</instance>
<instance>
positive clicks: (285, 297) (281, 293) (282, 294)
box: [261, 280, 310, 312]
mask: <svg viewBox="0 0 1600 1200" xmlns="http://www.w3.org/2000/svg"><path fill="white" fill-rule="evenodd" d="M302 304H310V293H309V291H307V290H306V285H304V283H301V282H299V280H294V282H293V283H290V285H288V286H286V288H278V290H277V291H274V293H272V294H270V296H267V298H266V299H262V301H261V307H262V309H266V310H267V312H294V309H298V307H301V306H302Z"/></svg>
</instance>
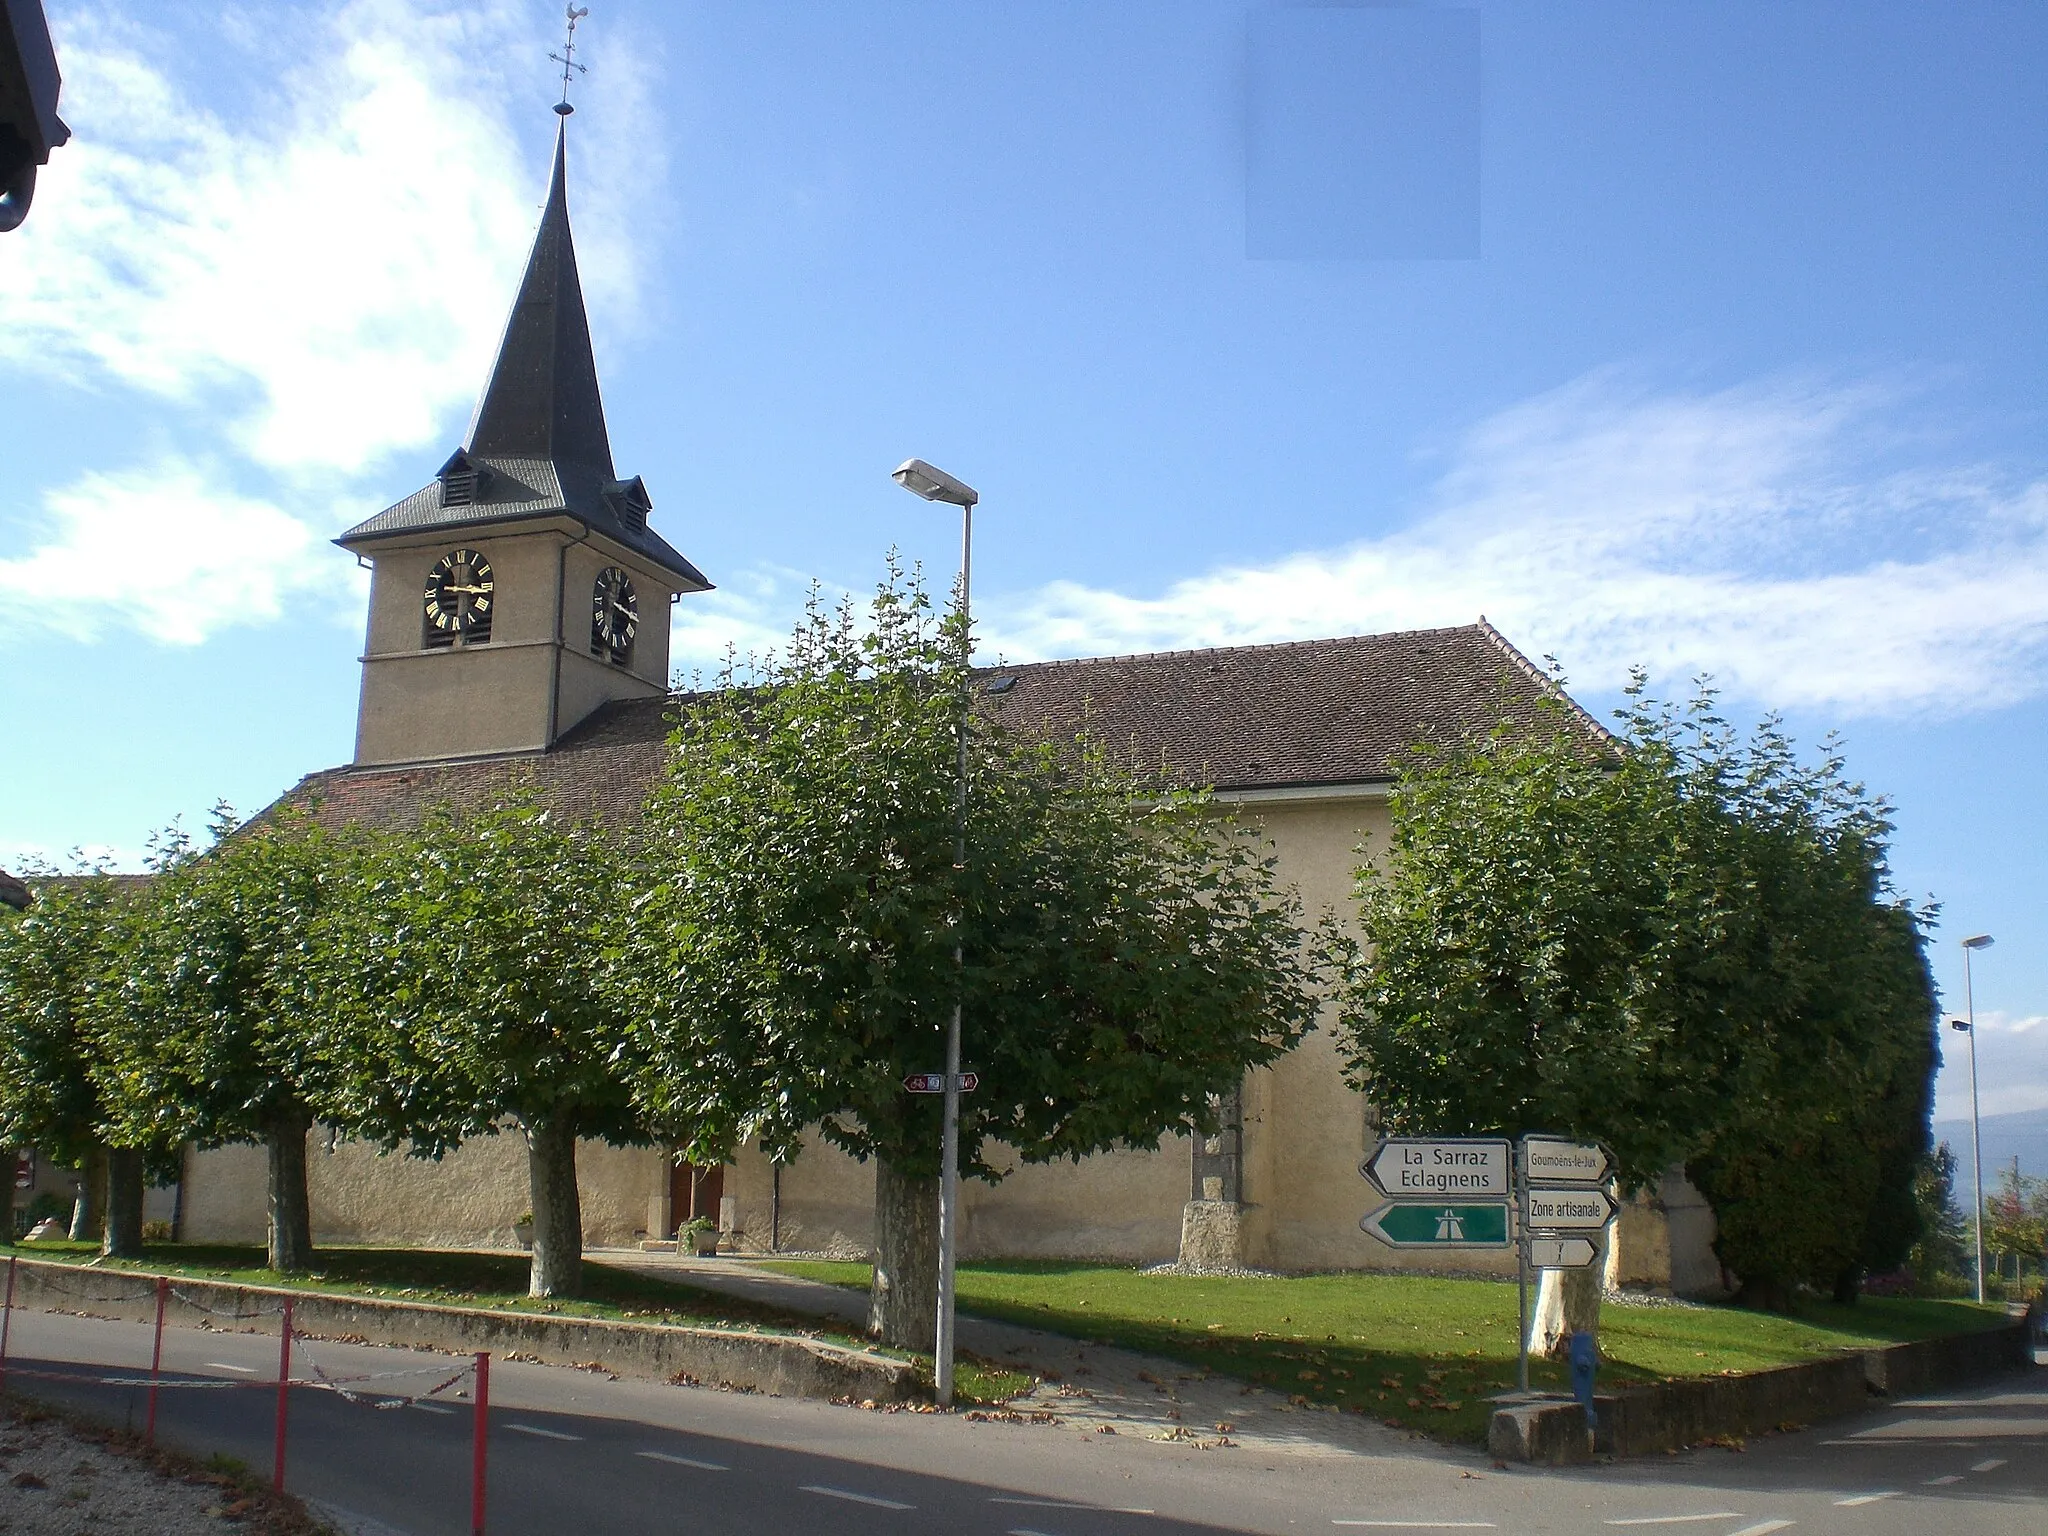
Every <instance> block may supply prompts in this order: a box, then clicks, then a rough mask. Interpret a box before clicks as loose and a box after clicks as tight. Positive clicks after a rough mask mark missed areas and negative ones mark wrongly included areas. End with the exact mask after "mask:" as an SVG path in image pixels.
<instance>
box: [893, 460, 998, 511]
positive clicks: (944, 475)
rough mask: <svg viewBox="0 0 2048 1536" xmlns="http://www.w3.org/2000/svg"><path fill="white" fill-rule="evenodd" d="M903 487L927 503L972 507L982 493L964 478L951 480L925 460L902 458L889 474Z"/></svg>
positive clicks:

·····

▸ ACTION ITEM:
Without the pictures, retype each line of the records above exactly.

▸ OUTPUT FOR THIS EXERCISE:
</instance>
<instance>
positive clicks: (285, 297) (281, 293) (282, 294)
box: [261, 280, 310, 312]
mask: <svg viewBox="0 0 1600 1200" xmlns="http://www.w3.org/2000/svg"><path fill="white" fill-rule="evenodd" d="M302 304H310V293H309V291H307V290H306V285H304V283H301V282H299V280H294V282H293V283H290V285H288V286H286V288H278V290H277V291H274V293H272V294H270V296H267V298H266V299H262V301H261V307H262V309H266V310H267V312H294V309H298V307H301V306H302Z"/></svg>
</instance>
Every <instance> block may supply prompts in this order: a box, then clicks, then a rough mask. Interpret a box before clicks as loose and a box after clicks as tight. Positive clicks after a rough mask mark missed areas and negative ones mark wrongly included areas. End with the exact mask after "mask:" as an SVG path in image pixels.
<instance>
box: [893, 460, 998, 511]
positive clicks: (944, 475)
rough mask: <svg viewBox="0 0 2048 1536" xmlns="http://www.w3.org/2000/svg"><path fill="white" fill-rule="evenodd" d="M903 487L927 503L972 507L982 493L964 478L951 480L925 460L902 458L889 474Z"/></svg>
positive clicks:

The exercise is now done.